Exercise task 1 =>
In the forum post, whose movies does the writer not want to see another one of?

____ Text

Blarg_the_destroyer_of_realms_and_crusher_of_dreams
Blarg_the_destroyer_of_realms_and_crusher_of_dreams / Woman / Likes Men / Single

10 things men hate about women

1. Gossip - we don't care who said what, or who wore what.

2. Crying - it is emotional blackmail, and you know it.

3. Shoes - no, you don't need that many.

4. Movie choices - no, I don't want to see another Hugh Grant movie.

5. Shaving - don't use our razors on your legs, then bitch when we don't shave.

6. Wasting money on curios and knick knacks - they clutter up the place and it takes you longer to dust.

7. Griping about every little thing - so what if my socks have holes. Do you want me to throw you out when you are in worse shape than you are now?

8. Overuse of the word "like" - this isn't the 90s and you aren't Alicia Silverstone.

9. Never letting things go - get over it, seriously.

10. Lists - self-explanitory.

about 2 years ago · 3 Likes
Marcus

Marcus · add "always going off about the hottest celebrity or actor or athlete, even to your boyfriend if you are in a relationship." We get it, you think he is hot. We don't need to hear it 100 times, ESPECIALLY if we are your boyfriend/husband.

B Easy!
B / 30 / Man / Likes Women / Single

Looks like i'll be spending the weekend sitting around in my holey socks, playing video games and drinking beers yelling "dude that was so sick!". Oh ya,,,I'll be doing this without any females probably....so you're right. Game on! LOL

about 2 years ago · 2 Likes
Robnasty
Robnasty / Woman / Likes Men / Single

A lonely fat teenaged girl wrote this. Anyone who gets hung up on these nuances is far too self-involved to be taken seriously. Plus, you lost credibility with the "LOL" in point number 4.

about 2 years ago · 1 Like
Flap_maxwell
Flap_maxwell / Woman / Likes Men / Single

Ladies, on average you will outlive us. So cut us some slack. We'll be dead soon enough.

about 2 years ago
Docinpa
Docinpa / Woman / Likes Men / Single

What I can't stand is when they get a whopping resentment over us having fun when they can't, eg., golfing or skiing when they have to work. It seems the motto is, "If I can't have fun, YOU can't have fun". Well, ladies, get your shots in while you can because one of these days your man is going to stop caring about sex so much and then you're in real trouble.

about 2 years ago
Bulldada
Bulldada / Woman / Likes Men / Single

Girls just wanna be with fags.

________
____ Dataset rows

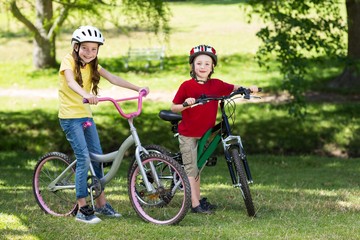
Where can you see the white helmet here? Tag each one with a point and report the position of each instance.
(87, 34)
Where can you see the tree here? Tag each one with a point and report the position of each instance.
(351, 74)
(50, 16)
(297, 31)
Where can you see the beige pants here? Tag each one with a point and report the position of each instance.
(188, 149)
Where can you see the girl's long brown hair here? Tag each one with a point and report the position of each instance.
(95, 75)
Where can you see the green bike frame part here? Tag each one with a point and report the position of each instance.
(205, 150)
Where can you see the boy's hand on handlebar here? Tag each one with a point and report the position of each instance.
(189, 102)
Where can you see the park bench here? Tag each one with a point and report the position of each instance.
(146, 55)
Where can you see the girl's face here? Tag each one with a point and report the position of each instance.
(203, 66)
(88, 51)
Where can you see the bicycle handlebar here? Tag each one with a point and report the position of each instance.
(142, 93)
(240, 91)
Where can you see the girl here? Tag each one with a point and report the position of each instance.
(79, 76)
(196, 121)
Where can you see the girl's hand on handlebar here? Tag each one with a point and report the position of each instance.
(91, 99)
(146, 89)
(254, 89)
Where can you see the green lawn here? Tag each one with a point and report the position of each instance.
(299, 191)
(295, 198)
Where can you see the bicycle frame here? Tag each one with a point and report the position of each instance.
(116, 157)
(210, 140)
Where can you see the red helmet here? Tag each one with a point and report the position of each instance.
(203, 49)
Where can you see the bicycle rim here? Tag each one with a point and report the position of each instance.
(60, 202)
(242, 181)
(172, 197)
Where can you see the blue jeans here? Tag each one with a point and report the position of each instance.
(83, 138)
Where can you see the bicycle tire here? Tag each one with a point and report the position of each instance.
(242, 180)
(169, 204)
(60, 202)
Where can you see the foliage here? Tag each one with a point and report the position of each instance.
(295, 32)
(50, 16)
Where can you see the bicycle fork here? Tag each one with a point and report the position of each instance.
(139, 149)
(229, 142)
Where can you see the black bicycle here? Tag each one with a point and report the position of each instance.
(233, 148)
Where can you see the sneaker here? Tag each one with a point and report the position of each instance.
(206, 205)
(199, 209)
(107, 210)
(86, 215)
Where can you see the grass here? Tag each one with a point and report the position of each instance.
(297, 193)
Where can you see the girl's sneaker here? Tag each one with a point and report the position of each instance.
(86, 215)
(107, 210)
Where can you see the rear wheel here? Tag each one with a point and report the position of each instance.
(58, 197)
(171, 199)
(242, 181)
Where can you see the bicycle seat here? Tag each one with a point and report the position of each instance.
(170, 116)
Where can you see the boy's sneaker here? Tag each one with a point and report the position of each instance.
(86, 215)
(199, 209)
(206, 205)
(107, 210)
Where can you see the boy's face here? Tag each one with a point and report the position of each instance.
(88, 51)
(203, 66)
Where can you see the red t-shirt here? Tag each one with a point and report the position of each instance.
(197, 120)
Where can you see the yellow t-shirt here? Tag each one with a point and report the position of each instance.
(70, 103)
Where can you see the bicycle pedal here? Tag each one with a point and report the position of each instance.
(211, 161)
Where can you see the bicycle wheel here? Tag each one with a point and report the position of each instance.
(170, 201)
(242, 182)
(54, 194)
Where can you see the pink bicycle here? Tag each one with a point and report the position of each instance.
(158, 188)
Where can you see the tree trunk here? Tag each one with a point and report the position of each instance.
(44, 45)
(44, 38)
(44, 53)
(350, 77)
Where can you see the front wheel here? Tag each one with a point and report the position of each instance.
(170, 199)
(53, 187)
(242, 181)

________

Exercise task 2 =>
Reproduce the records starting with the line with "Where can you see the bicycle pedal" and going on through the last line of the records.

Correct answer 1 =>
Hugh Grant's

Correct answer 2 =>
Where can you see the bicycle pedal here? Tag each one with a point and report the position of each instance.
(211, 161)
Where can you see the bicycle wheel here? Tag each one with a point and report the position of each instance.
(170, 201)
(242, 182)
(54, 194)
Where can you see the pink bicycle here? Tag each one with a point and report the position of each instance.
(158, 188)
Where can you see the tree trunk here? Tag each one with a point and report the position of each instance.
(44, 45)
(44, 38)
(44, 53)
(350, 77)
Where can you see the front wheel here? Tag each one with a point and report the position of each instance.
(170, 199)
(53, 187)
(242, 181)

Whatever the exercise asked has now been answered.